# Task requirements
Edit the lines below by replacing "blade of grass" with "grass blade" and leaving everything else unchanged.

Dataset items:
Start
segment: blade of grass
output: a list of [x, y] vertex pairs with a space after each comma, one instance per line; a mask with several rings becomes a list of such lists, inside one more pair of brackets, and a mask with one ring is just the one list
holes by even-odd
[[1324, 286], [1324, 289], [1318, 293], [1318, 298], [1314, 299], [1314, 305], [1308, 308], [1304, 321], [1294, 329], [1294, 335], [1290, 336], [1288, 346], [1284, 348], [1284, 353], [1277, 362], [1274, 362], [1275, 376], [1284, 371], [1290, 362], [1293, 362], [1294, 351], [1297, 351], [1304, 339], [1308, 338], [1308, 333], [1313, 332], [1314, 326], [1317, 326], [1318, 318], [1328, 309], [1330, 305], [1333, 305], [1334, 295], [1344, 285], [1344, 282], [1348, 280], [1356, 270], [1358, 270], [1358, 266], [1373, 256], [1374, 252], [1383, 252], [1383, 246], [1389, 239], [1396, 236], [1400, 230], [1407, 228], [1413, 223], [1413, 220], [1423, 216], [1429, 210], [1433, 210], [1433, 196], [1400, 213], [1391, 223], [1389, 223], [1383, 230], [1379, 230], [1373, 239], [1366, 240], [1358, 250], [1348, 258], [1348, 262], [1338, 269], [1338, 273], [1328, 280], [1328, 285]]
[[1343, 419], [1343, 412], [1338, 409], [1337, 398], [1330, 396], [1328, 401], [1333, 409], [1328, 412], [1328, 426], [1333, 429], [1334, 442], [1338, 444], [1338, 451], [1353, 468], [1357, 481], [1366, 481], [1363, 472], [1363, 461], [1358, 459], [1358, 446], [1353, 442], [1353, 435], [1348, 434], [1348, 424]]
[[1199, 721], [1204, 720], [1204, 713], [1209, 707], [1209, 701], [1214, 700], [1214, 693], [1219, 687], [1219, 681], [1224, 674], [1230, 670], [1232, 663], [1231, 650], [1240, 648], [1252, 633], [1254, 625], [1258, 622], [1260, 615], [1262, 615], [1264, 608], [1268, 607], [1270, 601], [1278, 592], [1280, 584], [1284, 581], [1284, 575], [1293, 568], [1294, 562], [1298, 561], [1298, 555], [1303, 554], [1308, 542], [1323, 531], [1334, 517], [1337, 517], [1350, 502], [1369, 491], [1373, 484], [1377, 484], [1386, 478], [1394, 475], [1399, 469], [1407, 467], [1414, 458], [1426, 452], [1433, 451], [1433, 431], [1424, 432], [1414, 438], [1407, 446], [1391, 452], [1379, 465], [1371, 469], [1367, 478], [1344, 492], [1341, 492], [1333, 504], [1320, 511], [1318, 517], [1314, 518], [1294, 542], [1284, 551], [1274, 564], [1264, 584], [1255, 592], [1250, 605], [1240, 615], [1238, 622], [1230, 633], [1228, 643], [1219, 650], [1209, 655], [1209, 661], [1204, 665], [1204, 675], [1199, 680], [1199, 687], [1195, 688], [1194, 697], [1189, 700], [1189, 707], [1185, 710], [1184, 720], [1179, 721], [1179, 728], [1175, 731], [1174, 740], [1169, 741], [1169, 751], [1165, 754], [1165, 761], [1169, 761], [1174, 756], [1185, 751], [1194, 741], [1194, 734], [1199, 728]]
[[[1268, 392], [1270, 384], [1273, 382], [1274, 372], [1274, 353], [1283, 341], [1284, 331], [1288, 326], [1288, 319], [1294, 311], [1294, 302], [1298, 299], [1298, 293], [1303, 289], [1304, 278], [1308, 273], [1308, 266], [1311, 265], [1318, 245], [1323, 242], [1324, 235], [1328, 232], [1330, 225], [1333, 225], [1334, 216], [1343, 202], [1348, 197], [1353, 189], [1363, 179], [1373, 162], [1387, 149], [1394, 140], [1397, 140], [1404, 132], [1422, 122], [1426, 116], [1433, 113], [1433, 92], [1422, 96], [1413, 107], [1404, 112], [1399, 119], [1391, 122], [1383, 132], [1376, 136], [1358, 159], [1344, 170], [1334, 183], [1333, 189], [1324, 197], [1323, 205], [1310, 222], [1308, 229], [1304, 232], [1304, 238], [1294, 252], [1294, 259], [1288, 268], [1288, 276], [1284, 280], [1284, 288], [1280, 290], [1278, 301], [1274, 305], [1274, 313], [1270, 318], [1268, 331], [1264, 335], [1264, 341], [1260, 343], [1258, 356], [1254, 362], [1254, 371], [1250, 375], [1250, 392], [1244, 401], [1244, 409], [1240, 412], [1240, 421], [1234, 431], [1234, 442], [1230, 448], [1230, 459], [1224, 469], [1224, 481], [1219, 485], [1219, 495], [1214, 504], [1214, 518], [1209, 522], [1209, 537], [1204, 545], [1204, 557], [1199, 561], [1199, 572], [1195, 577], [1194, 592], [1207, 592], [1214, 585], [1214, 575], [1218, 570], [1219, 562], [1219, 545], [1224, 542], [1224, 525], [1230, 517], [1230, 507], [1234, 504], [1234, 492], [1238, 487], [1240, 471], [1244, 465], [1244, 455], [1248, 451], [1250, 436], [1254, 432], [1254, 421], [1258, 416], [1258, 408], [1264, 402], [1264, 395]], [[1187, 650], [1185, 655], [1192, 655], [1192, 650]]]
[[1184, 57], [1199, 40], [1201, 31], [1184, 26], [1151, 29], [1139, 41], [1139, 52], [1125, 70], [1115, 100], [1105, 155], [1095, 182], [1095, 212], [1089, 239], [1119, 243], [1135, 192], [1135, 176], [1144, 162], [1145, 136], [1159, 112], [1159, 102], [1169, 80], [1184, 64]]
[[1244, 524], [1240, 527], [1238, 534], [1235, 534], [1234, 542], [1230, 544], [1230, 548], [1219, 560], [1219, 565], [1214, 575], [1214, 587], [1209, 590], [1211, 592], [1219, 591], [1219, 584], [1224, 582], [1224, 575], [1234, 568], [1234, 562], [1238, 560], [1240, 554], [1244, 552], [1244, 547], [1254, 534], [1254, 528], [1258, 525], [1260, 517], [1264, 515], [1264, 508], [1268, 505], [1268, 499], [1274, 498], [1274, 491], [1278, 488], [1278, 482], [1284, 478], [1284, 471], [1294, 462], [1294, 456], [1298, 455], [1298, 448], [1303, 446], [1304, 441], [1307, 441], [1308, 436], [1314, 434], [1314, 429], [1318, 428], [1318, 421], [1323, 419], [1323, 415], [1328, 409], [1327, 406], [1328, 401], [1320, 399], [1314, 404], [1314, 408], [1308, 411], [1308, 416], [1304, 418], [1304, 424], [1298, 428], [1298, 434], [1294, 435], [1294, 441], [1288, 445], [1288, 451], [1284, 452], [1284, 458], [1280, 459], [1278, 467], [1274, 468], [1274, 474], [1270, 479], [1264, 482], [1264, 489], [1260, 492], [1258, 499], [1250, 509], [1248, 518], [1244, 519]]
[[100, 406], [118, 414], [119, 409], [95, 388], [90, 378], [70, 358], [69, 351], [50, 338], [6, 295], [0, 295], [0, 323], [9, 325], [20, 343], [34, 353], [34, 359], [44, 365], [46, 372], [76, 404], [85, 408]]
End
# Output of the task
segment: grass blade
output: a list of [x, y] vertex pairs with a space after each comma, one instance per line; a mask with several rings becomes a list of such lists, inside one more pair of brackets, and a mask with one ring is just the one list
holes by even-odd
[[1324, 286], [1324, 289], [1318, 293], [1318, 298], [1314, 299], [1314, 305], [1308, 308], [1304, 321], [1294, 329], [1294, 335], [1290, 336], [1288, 346], [1284, 348], [1284, 353], [1277, 362], [1274, 362], [1275, 376], [1284, 371], [1290, 362], [1293, 362], [1294, 351], [1297, 351], [1304, 339], [1308, 338], [1308, 333], [1313, 332], [1314, 326], [1317, 326], [1318, 318], [1328, 309], [1330, 305], [1333, 305], [1334, 295], [1344, 285], [1344, 282], [1348, 280], [1356, 270], [1358, 270], [1358, 266], [1373, 256], [1374, 252], [1383, 252], [1383, 246], [1389, 239], [1396, 236], [1400, 230], [1407, 228], [1413, 223], [1413, 220], [1423, 216], [1429, 210], [1433, 210], [1433, 196], [1400, 213], [1391, 223], [1389, 223], [1383, 230], [1379, 230], [1373, 239], [1366, 240], [1358, 250], [1348, 258], [1348, 262], [1338, 269], [1338, 273], [1328, 280], [1328, 285]]
[[1343, 419], [1343, 412], [1338, 409], [1337, 398], [1330, 396], [1328, 401], [1333, 409], [1328, 412], [1328, 426], [1333, 429], [1334, 442], [1338, 444], [1338, 451], [1353, 468], [1357, 481], [1366, 481], [1363, 472], [1363, 461], [1358, 459], [1358, 446], [1353, 442], [1353, 435], [1348, 434], [1348, 424]]
[[1199, 721], [1204, 720], [1204, 713], [1209, 707], [1209, 701], [1214, 700], [1214, 693], [1219, 687], [1219, 681], [1224, 674], [1230, 670], [1232, 663], [1231, 650], [1240, 648], [1252, 633], [1254, 625], [1258, 622], [1260, 615], [1262, 615], [1264, 608], [1268, 607], [1270, 601], [1278, 592], [1280, 584], [1284, 581], [1284, 575], [1293, 568], [1294, 562], [1298, 561], [1298, 555], [1303, 554], [1308, 542], [1323, 531], [1334, 517], [1337, 517], [1350, 502], [1369, 491], [1373, 484], [1377, 484], [1386, 478], [1394, 475], [1399, 469], [1407, 467], [1414, 458], [1426, 452], [1433, 451], [1433, 431], [1424, 432], [1414, 438], [1407, 446], [1391, 452], [1379, 465], [1371, 469], [1367, 478], [1344, 492], [1341, 492], [1333, 504], [1320, 511], [1318, 517], [1314, 518], [1294, 542], [1284, 551], [1274, 564], [1264, 584], [1255, 592], [1250, 605], [1240, 615], [1238, 622], [1230, 633], [1228, 643], [1219, 650], [1209, 655], [1209, 661], [1204, 665], [1204, 675], [1199, 680], [1199, 687], [1195, 688], [1194, 697], [1189, 700], [1189, 707], [1185, 710], [1184, 720], [1179, 721], [1179, 728], [1175, 731], [1174, 740], [1169, 741], [1169, 751], [1165, 754], [1165, 761], [1169, 761], [1174, 756], [1185, 751], [1194, 741], [1194, 734], [1199, 728]]
[[[1268, 392], [1270, 384], [1273, 382], [1274, 372], [1274, 353], [1283, 341], [1284, 331], [1288, 326], [1288, 319], [1294, 311], [1294, 302], [1298, 299], [1298, 293], [1303, 289], [1304, 278], [1308, 273], [1308, 266], [1311, 265], [1318, 245], [1323, 242], [1324, 235], [1328, 232], [1330, 225], [1333, 225], [1334, 216], [1343, 202], [1348, 197], [1353, 189], [1363, 179], [1373, 162], [1387, 149], [1394, 140], [1397, 140], [1404, 132], [1422, 122], [1426, 116], [1433, 113], [1433, 92], [1422, 96], [1413, 107], [1404, 112], [1399, 119], [1391, 122], [1383, 132], [1376, 136], [1358, 159], [1344, 170], [1334, 183], [1333, 189], [1324, 197], [1323, 205], [1310, 222], [1308, 229], [1304, 232], [1304, 238], [1294, 252], [1294, 259], [1288, 268], [1288, 276], [1284, 280], [1284, 288], [1280, 290], [1278, 301], [1274, 305], [1274, 313], [1270, 318], [1268, 331], [1264, 335], [1264, 341], [1260, 343], [1258, 356], [1254, 362], [1254, 371], [1250, 375], [1250, 392], [1244, 401], [1244, 409], [1240, 412], [1240, 421], [1234, 431], [1234, 442], [1230, 448], [1230, 459], [1224, 469], [1224, 481], [1219, 485], [1219, 495], [1214, 504], [1214, 518], [1209, 522], [1209, 537], [1204, 545], [1204, 557], [1199, 561], [1199, 572], [1195, 577], [1194, 592], [1207, 592], [1214, 585], [1214, 575], [1218, 570], [1219, 562], [1219, 545], [1224, 542], [1224, 525], [1230, 517], [1230, 507], [1234, 504], [1234, 492], [1238, 487], [1240, 471], [1244, 465], [1244, 455], [1248, 451], [1250, 436], [1254, 432], [1254, 421], [1258, 416], [1258, 408], [1264, 402], [1264, 395]], [[1187, 650], [1185, 655], [1192, 655], [1192, 650]]]
[[1184, 57], [1199, 40], [1201, 31], [1184, 26], [1151, 29], [1139, 41], [1139, 52], [1125, 70], [1115, 100], [1105, 155], [1095, 182], [1095, 212], [1089, 239], [1119, 243], [1135, 192], [1135, 176], [1144, 162], [1145, 136], [1159, 112], [1159, 102], [1169, 80], [1184, 64]]
[[1244, 524], [1240, 527], [1238, 534], [1235, 534], [1234, 542], [1230, 544], [1230, 548], [1219, 560], [1219, 565], [1214, 575], [1214, 587], [1209, 590], [1211, 592], [1219, 591], [1219, 584], [1224, 582], [1224, 575], [1234, 568], [1234, 562], [1238, 560], [1240, 554], [1244, 552], [1244, 547], [1254, 534], [1254, 528], [1258, 525], [1260, 517], [1264, 515], [1264, 508], [1268, 505], [1268, 499], [1274, 498], [1274, 491], [1278, 488], [1278, 482], [1284, 478], [1284, 471], [1294, 462], [1294, 456], [1298, 455], [1298, 448], [1303, 446], [1304, 441], [1307, 441], [1308, 436], [1314, 434], [1314, 429], [1318, 428], [1318, 421], [1323, 419], [1323, 415], [1328, 409], [1327, 406], [1328, 401], [1320, 399], [1314, 404], [1314, 408], [1308, 411], [1308, 416], [1304, 418], [1304, 424], [1298, 428], [1298, 434], [1294, 435], [1294, 441], [1288, 445], [1288, 451], [1284, 452], [1284, 458], [1280, 459], [1278, 467], [1274, 468], [1274, 474], [1270, 479], [1264, 482], [1264, 489], [1260, 492], [1258, 499], [1250, 509], [1248, 518], [1244, 519]]
[[100, 406], [118, 414], [119, 409], [95, 388], [90, 378], [70, 358], [69, 351], [50, 338], [6, 295], [0, 295], [0, 323], [9, 325], [20, 343], [34, 353], [34, 359], [44, 365], [46, 372], [76, 404], [85, 408]]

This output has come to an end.